Records shown
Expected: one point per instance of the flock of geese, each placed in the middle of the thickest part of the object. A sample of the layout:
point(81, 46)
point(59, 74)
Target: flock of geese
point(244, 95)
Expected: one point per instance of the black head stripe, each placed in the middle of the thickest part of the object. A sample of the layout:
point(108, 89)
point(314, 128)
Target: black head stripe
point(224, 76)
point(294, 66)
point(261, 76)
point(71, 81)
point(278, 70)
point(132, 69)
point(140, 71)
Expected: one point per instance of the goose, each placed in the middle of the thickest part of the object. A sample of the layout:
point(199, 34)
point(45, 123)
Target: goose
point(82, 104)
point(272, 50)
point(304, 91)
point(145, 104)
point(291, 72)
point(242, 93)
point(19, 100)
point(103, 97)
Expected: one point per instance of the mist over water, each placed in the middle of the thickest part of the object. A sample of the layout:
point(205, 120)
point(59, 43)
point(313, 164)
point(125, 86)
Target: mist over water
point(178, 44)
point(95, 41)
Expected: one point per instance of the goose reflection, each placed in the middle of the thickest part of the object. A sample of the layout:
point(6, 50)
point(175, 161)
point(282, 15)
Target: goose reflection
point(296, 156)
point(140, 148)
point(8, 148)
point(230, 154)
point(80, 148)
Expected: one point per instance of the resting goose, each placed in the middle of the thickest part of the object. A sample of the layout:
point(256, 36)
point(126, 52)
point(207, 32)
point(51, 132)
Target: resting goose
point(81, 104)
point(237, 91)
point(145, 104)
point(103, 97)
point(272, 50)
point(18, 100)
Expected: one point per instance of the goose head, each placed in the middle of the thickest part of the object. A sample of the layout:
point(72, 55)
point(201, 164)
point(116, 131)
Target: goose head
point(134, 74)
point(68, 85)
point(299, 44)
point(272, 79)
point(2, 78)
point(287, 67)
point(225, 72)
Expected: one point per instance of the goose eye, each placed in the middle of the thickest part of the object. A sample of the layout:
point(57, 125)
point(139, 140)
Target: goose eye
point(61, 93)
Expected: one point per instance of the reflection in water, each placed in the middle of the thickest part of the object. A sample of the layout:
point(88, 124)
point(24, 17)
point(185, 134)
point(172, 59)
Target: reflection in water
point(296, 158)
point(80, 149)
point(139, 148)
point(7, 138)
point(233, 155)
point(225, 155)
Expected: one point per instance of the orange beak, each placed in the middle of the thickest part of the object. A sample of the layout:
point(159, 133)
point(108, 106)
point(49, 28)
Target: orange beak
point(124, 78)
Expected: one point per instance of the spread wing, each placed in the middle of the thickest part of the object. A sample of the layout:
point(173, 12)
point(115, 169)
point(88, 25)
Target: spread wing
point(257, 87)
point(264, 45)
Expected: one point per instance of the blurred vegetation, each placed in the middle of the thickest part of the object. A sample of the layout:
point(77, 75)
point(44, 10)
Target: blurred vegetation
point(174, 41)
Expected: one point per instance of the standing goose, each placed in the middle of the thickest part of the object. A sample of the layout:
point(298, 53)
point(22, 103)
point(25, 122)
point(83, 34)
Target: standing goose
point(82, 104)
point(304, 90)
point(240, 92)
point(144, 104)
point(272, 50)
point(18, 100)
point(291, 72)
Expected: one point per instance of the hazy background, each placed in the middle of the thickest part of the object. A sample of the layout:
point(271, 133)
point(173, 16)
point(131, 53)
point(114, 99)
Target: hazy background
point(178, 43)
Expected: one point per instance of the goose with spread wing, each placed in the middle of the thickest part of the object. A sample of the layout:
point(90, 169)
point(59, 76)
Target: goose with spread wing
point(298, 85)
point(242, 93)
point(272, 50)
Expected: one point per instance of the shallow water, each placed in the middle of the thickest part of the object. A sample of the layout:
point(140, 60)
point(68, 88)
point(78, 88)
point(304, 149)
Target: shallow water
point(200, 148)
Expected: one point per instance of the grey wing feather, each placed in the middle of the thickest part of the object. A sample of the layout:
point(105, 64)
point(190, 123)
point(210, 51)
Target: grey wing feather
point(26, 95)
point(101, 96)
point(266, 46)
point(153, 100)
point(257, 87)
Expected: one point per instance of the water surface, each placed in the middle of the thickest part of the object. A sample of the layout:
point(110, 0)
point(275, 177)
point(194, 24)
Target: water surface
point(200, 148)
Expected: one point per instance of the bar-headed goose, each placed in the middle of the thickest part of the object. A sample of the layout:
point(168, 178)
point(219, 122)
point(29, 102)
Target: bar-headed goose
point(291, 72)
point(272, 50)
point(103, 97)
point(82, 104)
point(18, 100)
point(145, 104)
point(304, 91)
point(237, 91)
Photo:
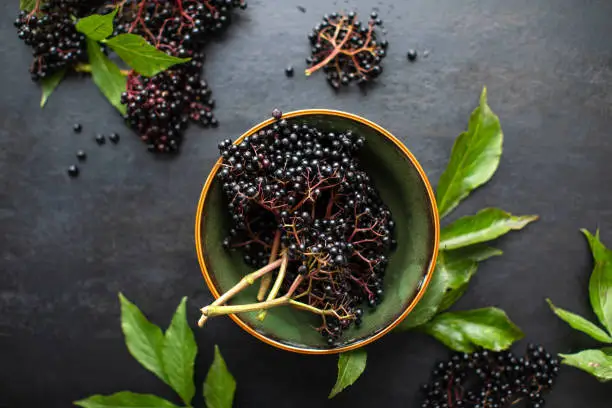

Exercise
Could you turn every line of the rows above into a numbered list, skipping any blank lines and leaving the pictures out?

Answer to this exercise
1. Expected: one point per instance of the flock of geese, each placed in the middle of the thickest part of the object. A sample of the layout:
2. point(81, 46)
3. point(59, 74)
4. Target: flock of geese
5. point(244, 95)
6. Expected: one point per instance of the black head stripe, each placed in the middle of the thickest part of the object. A sample of the layout:
7. point(108, 89)
8. point(314, 128)
9. Target: black head stripe
10. point(224, 76)
11. point(294, 66)
12. point(261, 76)
13. point(71, 81)
14. point(278, 70)
15. point(132, 69)
16. point(140, 71)
17. Expected: one point per instance of the goose, each placed in the middle of the thickest part of the object. A sample of the layout:
18. point(199, 34)
19. point(45, 123)
20. Target: goose
21. point(82, 104)
22. point(272, 50)
23. point(304, 91)
24. point(145, 104)
25. point(291, 72)
26. point(242, 93)
27. point(19, 100)
28. point(103, 97)
29. Expected: one point per instance of the mist over water, each placed in the middle of the thickest part of the object. A sample of the layout:
30. point(205, 120)
31. point(59, 43)
32. point(313, 164)
33. point(125, 86)
34. Target: mist over water
35. point(178, 44)
36. point(95, 41)
37. Expected: one point per instance of the goose reflection, each placed in the middle of the thickest part of the object. A sample of the layout:
38. point(6, 50)
39. point(175, 161)
40. point(282, 15)
41. Target: goose reflection
42. point(296, 156)
43. point(140, 148)
44. point(8, 148)
45. point(230, 154)
46. point(80, 148)
47. Expected: one point per instance of the resting goose, each placed in the middle of the thickest part of the object. A sample of the layout:
48. point(256, 36)
49. point(126, 52)
50. point(207, 32)
51. point(51, 132)
52. Target: resting goose
53. point(81, 104)
54. point(237, 91)
55. point(145, 104)
56. point(103, 97)
57. point(272, 50)
58. point(18, 100)
59. Expected: one point per instance of the goose head, each placed in the middle of the thickest part of the object. A sample of the layout:
60. point(72, 55)
61. point(201, 164)
62. point(116, 131)
63. Target: goose head
64. point(134, 74)
65. point(68, 85)
66. point(299, 44)
67. point(272, 79)
68. point(2, 78)
69. point(287, 67)
70. point(225, 72)
71. Expected: one point per instance of the goose eye, each placed in the middle of the thickest part of the object. A sample of the layout:
72. point(57, 125)
73. point(139, 140)
74. Target: goose eye
75. point(61, 93)
76. Expected: one point per instance of the reflection in water, each placed in the middle of the thickest part of the object. A sample of the layout:
77. point(88, 124)
78. point(24, 17)
79. point(185, 134)
80. point(172, 59)
81. Target: reflection in water
82. point(296, 158)
83. point(80, 149)
84. point(139, 148)
85. point(7, 138)
86. point(233, 155)
87. point(225, 155)
88. Expected: one point per instance of the orange beak, each placed in the middle of the thickest part of the object. A sample of the layout:
89. point(159, 133)
90. point(108, 106)
91. point(49, 28)
92. Target: orange beak
93. point(124, 78)
94. Expected: one point per instance of the spread wing, each placed in the middle of the thickest part of the object. A sample of the layout:
95. point(173, 12)
96. point(115, 169)
97. point(88, 25)
98. Target: spread wing
99. point(257, 87)
100. point(264, 45)
101. Expected: one point per instance of the blurred vegetation, each placed in the middle of the thickest part of the object. A sample of the layout:
102. point(77, 75)
103. point(44, 10)
104. Target: blurred vegetation
105. point(174, 41)
106. Expected: one point per instance of the standing goose, each placed in the middle of the thickest part of the object. A sample of the layout:
107. point(298, 53)
108. point(22, 103)
109. point(25, 122)
110. point(83, 34)
111. Target: standing goose
112. point(82, 104)
113. point(304, 90)
114. point(240, 92)
115. point(144, 104)
116. point(272, 50)
117. point(18, 100)
118. point(291, 72)
119. Expected: one point per instance of the hazy background, each placed in the middle of the thickest part of the object. A sample of the layout:
120. point(271, 133)
121. point(173, 16)
122. point(131, 53)
123. point(114, 99)
124. Target: hazy background
125. point(178, 43)
126. Expected: one point per instance of the goose with spread wing, each placed in the middle of the thickest part of the object. A sample of the layout:
127. point(90, 169)
128. point(59, 76)
129. Target: goose with spread wing
130. point(298, 85)
131. point(242, 93)
132. point(272, 50)
133. Expected: one point per instance of the shallow water, each placed in the middle of the thickest part of the object. A sample of the layout:
134. point(140, 60)
135. point(68, 88)
136. point(78, 88)
137. point(304, 149)
138. Target: shallow water
139. point(200, 148)
140. Expected: one point per instance of the grey wing feather, each placed in the middle of the thickest part of the object. A sample of the layout:
141. point(105, 64)
142. point(190, 123)
143. point(210, 51)
144. Target: grey wing feather
145. point(26, 95)
146. point(101, 96)
147. point(266, 46)
148. point(153, 100)
149. point(257, 87)
150. Expected: one point per instance of the water surface, each placed in the middle of the thickest part of the object. A sample of the layout:
151. point(110, 0)
152. point(275, 177)
153. point(194, 24)
154. Target: water surface
155. point(200, 148)
156. Expected: one point per instance of the bar-headed goose, each placed in the middle of the thickest part of the object. A sample of the layout:
157. point(168, 178)
158. point(219, 122)
159. point(29, 102)
160. Target: bar-headed goose
161. point(291, 72)
162. point(272, 50)
163. point(103, 97)
164. point(82, 104)
165. point(18, 100)
166. point(145, 104)
167. point(304, 91)
168. point(237, 91)
169. Photo:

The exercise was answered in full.